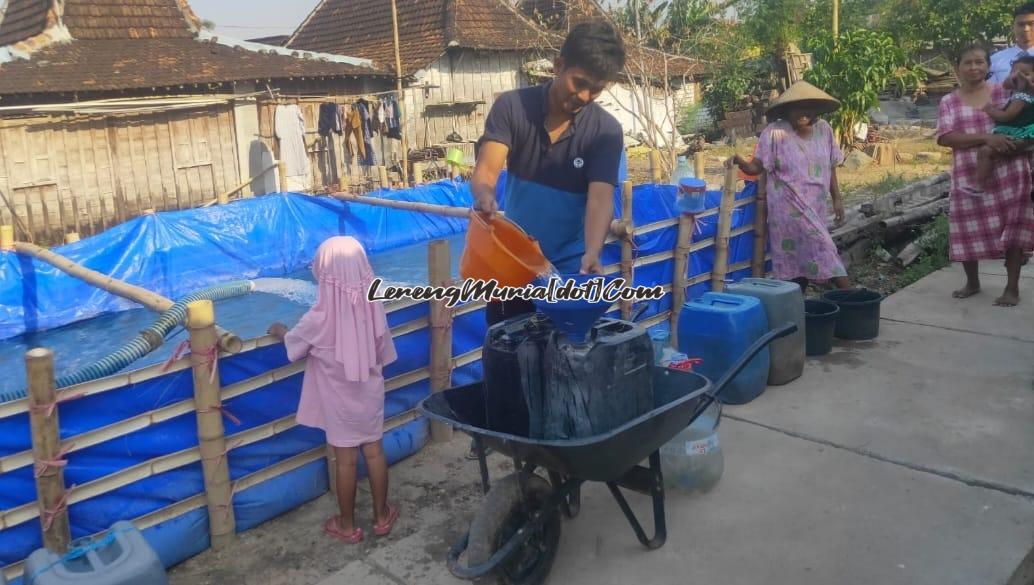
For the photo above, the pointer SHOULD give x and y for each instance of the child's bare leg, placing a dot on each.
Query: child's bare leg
(984, 158)
(971, 268)
(347, 461)
(376, 467)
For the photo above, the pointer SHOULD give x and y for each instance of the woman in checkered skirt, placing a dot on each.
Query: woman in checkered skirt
(994, 223)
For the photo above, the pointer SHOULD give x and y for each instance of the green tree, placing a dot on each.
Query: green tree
(945, 25)
(854, 69)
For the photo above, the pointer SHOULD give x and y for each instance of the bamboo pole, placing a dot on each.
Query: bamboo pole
(439, 274)
(281, 168)
(227, 341)
(401, 96)
(721, 268)
(6, 238)
(655, 165)
(627, 243)
(223, 197)
(47, 450)
(211, 436)
(699, 168)
(760, 227)
(678, 284)
(617, 227)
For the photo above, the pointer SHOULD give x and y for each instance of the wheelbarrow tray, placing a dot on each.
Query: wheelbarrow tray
(679, 398)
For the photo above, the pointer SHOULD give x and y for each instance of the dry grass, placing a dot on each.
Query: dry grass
(860, 185)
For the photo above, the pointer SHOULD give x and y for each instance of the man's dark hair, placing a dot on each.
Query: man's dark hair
(1024, 9)
(973, 48)
(596, 48)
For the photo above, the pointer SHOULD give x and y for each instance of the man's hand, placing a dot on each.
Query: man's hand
(490, 160)
(486, 205)
(277, 330)
(590, 264)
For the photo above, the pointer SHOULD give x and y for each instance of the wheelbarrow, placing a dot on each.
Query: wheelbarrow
(515, 535)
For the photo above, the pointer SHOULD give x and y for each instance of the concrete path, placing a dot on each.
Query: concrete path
(907, 460)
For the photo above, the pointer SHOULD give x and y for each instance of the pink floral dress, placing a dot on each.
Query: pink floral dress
(982, 224)
(799, 173)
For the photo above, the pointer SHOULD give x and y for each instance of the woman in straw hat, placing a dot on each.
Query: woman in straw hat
(984, 223)
(799, 152)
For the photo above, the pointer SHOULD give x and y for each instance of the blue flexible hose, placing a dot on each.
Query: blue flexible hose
(140, 345)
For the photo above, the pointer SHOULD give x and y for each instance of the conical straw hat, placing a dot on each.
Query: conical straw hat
(803, 93)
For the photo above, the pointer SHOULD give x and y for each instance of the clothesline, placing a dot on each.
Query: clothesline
(281, 96)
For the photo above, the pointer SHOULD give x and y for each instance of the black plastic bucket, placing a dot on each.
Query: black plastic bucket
(859, 313)
(820, 320)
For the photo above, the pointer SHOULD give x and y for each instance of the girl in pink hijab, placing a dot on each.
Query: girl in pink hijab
(346, 341)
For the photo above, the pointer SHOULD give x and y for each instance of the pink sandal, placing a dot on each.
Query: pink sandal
(385, 529)
(333, 528)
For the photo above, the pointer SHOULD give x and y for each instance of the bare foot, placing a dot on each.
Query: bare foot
(1008, 299)
(966, 291)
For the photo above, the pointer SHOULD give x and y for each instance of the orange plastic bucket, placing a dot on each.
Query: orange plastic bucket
(499, 249)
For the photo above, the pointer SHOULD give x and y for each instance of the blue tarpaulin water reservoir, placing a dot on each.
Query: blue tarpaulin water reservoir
(178, 252)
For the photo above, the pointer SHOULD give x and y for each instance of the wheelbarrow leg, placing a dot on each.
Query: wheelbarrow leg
(571, 504)
(648, 482)
(482, 463)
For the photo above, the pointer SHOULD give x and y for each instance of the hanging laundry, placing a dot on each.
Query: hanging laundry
(394, 118)
(328, 120)
(342, 117)
(354, 127)
(290, 128)
(366, 116)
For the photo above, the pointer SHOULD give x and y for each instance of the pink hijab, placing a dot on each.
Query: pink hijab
(343, 320)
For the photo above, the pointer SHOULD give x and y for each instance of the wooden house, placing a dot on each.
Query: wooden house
(112, 108)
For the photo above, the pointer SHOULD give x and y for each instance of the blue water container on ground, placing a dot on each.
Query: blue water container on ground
(119, 557)
(718, 328)
(784, 303)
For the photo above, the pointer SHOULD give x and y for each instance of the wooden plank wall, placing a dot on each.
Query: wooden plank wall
(461, 77)
(66, 174)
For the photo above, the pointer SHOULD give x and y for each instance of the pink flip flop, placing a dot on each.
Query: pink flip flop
(385, 529)
(333, 528)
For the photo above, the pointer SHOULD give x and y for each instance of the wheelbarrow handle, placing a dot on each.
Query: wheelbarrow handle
(753, 350)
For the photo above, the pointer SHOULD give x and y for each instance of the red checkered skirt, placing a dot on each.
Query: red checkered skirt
(984, 223)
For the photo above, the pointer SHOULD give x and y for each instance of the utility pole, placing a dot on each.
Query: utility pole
(835, 20)
(401, 96)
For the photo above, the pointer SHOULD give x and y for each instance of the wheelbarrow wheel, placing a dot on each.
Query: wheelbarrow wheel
(503, 513)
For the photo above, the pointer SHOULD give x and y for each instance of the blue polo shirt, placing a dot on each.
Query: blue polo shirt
(547, 184)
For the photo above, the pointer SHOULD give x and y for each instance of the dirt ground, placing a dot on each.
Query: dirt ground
(857, 186)
(438, 493)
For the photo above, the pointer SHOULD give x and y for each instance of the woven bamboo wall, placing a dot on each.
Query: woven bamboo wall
(64, 174)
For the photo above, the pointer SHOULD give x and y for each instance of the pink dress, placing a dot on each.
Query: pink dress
(347, 342)
(799, 172)
(351, 412)
(982, 224)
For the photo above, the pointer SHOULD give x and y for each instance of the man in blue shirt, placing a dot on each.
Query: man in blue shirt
(1023, 32)
(563, 152)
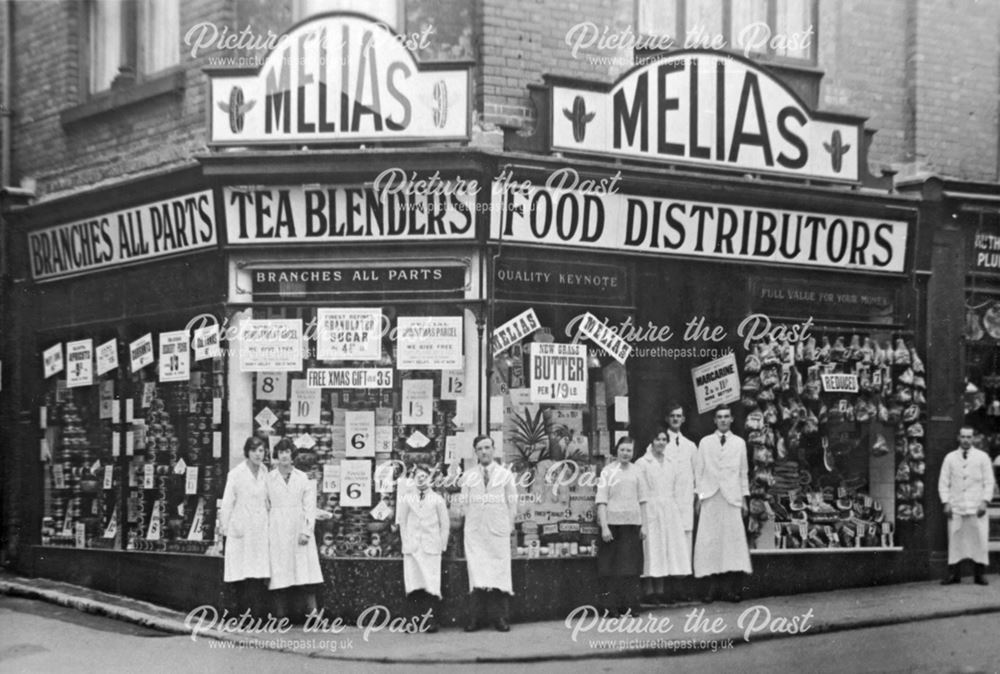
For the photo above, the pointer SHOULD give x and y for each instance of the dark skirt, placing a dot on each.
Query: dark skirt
(623, 555)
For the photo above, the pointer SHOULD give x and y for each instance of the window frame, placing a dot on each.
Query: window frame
(132, 53)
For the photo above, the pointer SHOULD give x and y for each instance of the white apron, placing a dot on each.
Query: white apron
(423, 528)
(293, 512)
(666, 549)
(721, 543)
(489, 517)
(243, 518)
(968, 538)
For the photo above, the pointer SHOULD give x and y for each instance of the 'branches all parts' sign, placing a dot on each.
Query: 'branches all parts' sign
(716, 383)
(558, 373)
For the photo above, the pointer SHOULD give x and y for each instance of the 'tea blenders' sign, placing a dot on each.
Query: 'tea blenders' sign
(710, 109)
(339, 78)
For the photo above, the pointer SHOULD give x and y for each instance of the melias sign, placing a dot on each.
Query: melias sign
(706, 108)
(339, 78)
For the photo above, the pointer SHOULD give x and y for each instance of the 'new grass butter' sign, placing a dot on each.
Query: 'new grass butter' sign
(709, 109)
(179, 225)
(339, 78)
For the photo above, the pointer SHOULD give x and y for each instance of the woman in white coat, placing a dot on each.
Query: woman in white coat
(243, 519)
(294, 557)
(423, 522)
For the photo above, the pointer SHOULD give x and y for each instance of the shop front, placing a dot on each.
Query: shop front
(381, 307)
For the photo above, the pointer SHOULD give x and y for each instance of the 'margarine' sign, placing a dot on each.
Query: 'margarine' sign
(711, 109)
(339, 78)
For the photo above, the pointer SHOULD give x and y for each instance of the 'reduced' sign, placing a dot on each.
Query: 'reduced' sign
(709, 109)
(178, 225)
(278, 215)
(340, 78)
(675, 227)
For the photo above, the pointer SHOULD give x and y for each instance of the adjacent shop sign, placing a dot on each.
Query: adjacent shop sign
(80, 370)
(349, 334)
(299, 214)
(141, 352)
(716, 383)
(605, 337)
(175, 356)
(519, 277)
(514, 330)
(558, 373)
(708, 109)
(107, 356)
(340, 78)
(339, 281)
(167, 227)
(840, 383)
(679, 228)
(271, 345)
(985, 253)
(52, 360)
(429, 343)
(349, 377)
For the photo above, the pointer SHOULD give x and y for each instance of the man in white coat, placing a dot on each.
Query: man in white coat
(490, 499)
(966, 487)
(423, 522)
(722, 478)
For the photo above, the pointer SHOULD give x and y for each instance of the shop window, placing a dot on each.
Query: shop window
(133, 459)
(388, 12)
(400, 415)
(981, 398)
(127, 41)
(782, 29)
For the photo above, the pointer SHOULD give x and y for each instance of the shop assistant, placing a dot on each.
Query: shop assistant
(721, 478)
(490, 500)
(966, 487)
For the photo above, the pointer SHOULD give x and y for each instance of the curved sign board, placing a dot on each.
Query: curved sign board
(339, 78)
(709, 109)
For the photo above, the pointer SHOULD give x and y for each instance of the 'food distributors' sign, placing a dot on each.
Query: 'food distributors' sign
(676, 227)
(177, 225)
(339, 78)
(710, 109)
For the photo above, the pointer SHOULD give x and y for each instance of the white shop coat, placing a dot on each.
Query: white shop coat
(965, 483)
(666, 550)
(293, 512)
(243, 519)
(681, 452)
(423, 529)
(489, 520)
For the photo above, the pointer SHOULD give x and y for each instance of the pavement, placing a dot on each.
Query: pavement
(672, 630)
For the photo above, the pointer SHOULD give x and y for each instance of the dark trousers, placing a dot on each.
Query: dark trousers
(419, 603)
(251, 595)
(294, 603)
(618, 594)
(493, 604)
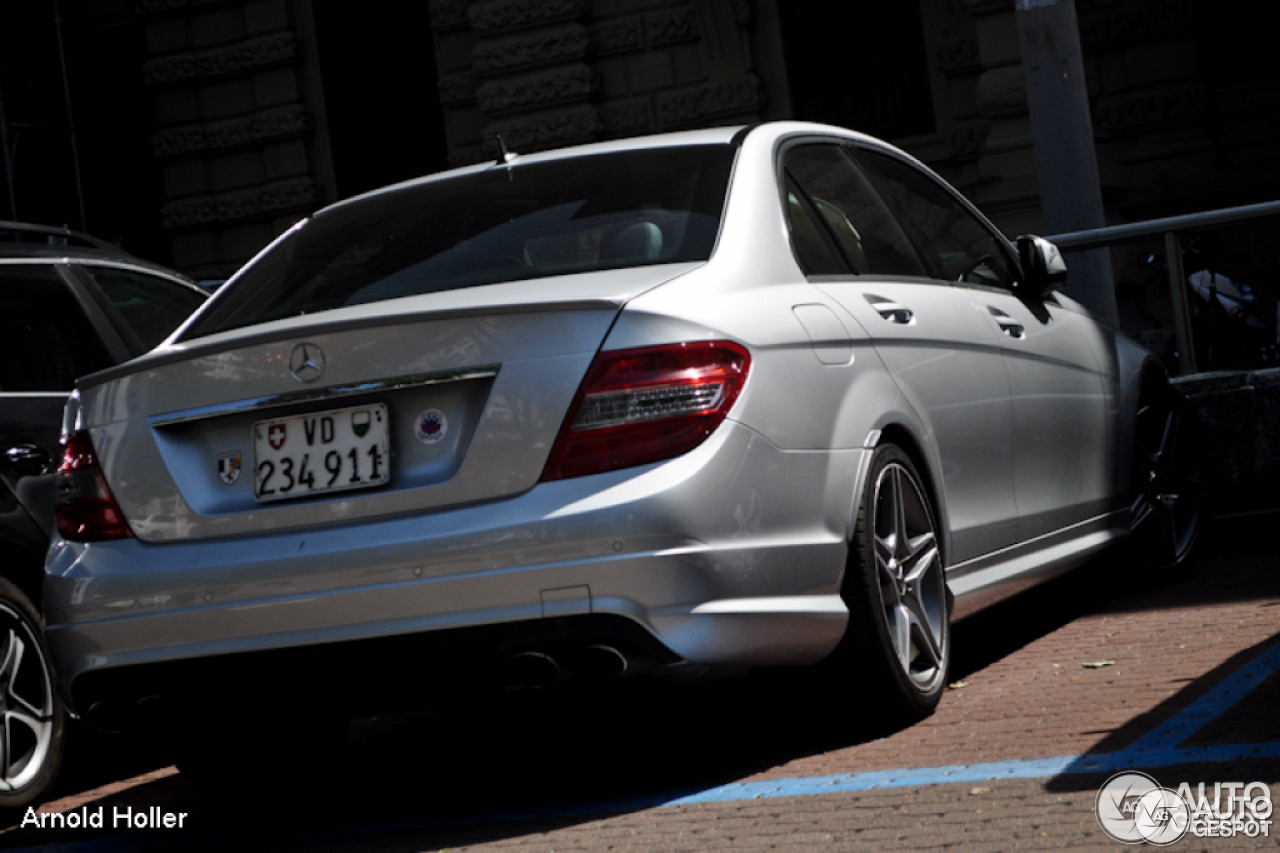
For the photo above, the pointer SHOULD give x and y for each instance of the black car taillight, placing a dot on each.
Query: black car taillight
(640, 406)
(85, 507)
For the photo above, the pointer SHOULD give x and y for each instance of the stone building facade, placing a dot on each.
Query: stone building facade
(241, 90)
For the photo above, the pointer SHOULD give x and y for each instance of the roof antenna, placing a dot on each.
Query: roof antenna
(504, 156)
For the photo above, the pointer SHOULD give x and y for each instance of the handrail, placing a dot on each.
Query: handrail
(1169, 228)
(1128, 233)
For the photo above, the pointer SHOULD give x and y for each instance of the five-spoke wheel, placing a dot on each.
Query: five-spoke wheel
(899, 638)
(31, 716)
(1168, 506)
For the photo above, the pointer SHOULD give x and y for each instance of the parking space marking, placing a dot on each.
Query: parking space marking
(1157, 748)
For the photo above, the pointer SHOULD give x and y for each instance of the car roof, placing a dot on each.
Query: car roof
(49, 243)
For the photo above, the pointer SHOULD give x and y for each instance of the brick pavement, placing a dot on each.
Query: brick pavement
(1025, 696)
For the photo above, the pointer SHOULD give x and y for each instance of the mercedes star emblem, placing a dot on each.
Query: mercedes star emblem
(306, 364)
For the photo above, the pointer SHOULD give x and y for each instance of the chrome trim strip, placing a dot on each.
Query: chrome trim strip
(318, 395)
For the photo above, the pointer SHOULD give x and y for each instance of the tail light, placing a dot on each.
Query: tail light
(640, 406)
(85, 507)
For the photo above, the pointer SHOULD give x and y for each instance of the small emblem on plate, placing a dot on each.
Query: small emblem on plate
(228, 468)
(432, 425)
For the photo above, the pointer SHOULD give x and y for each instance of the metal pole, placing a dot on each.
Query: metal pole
(1066, 162)
(71, 121)
(8, 160)
(1182, 310)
—————
STATED PROBLEM: Rewrite the entries starting at the line containing "emblem, placing a dot on each." and ending at the last entry, substituting "rear lamp" for "tail light" and leaving everything else unchanged.

RESPONSE TO THE EXERCISE:
For the photo above, the pointer SHOULD give x and y for each instance of the mercedes star emblem, placing a dot on each.
Query: mercedes star emblem
(306, 364)
For the photo above, the pointer SHOULD give x and y for each instance of the chrome trim strip, placing a dot on each.
Query: chrome trim strip
(318, 395)
For the photo above, the pointer SHOULD give x and y for each instance of the rear lamp, placing a dot on each.
Query: rear lamp
(640, 406)
(85, 507)
For the photo above, the pointer SHOULD give x and y for each instance of the small emblem on plate, placing a dot on each.
Query: small emblem on plate
(228, 468)
(432, 425)
For the photo above, the pointer SHOULD give x and y for each instance of the metal pole, placing a dot on each.
Query: metal pole
(1066, 162)
(71, 121)
(8, 160)
(1182, 310)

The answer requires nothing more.